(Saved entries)

<<<<

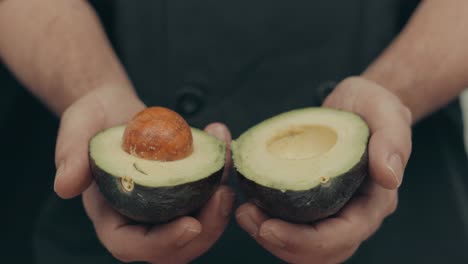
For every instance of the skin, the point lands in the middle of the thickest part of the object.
(422, 70)
(158, 133)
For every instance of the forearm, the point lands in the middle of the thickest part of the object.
(58, 50)
(427, 64)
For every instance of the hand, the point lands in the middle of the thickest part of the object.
(335, 239)
(178, 241)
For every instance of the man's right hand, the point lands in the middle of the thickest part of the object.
(179, 241)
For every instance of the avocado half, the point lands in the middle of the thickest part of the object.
(303, 165)
(156, 191)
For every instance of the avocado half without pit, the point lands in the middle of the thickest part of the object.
(156, 168)
(303, 165)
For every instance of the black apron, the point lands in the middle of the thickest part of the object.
(240, 62)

>>>>

Return each record as written, minus its images.

### TASK ANSWER
For every instance of the skin, the point lands in the middle of the thickest part of the object.
(422, 70)
(158, 133)
For every instance of the forearm, the point lands in the middle of the thickest part of the object.
(58, 50)
(427, 64)
For every instance of the hand, the point lands in the middle of the thickest part of the object.
(335, 239)
(178, 241)
For every instance of the man's right hand, the point lands in the middle of the thickest part of the object.
(179, 241)
For every instance of the avocado half, the point lands in the middle of the thickest part of the object.
(303, 165)
(156, 191)
For every instance of the avocado half without pit, the point lands in the middle of the thickest part of the object.
(156, 168)
(303, 165)
For every instance of the black apron, the point lands in the middle of the thickest part of the object.
(240, 62)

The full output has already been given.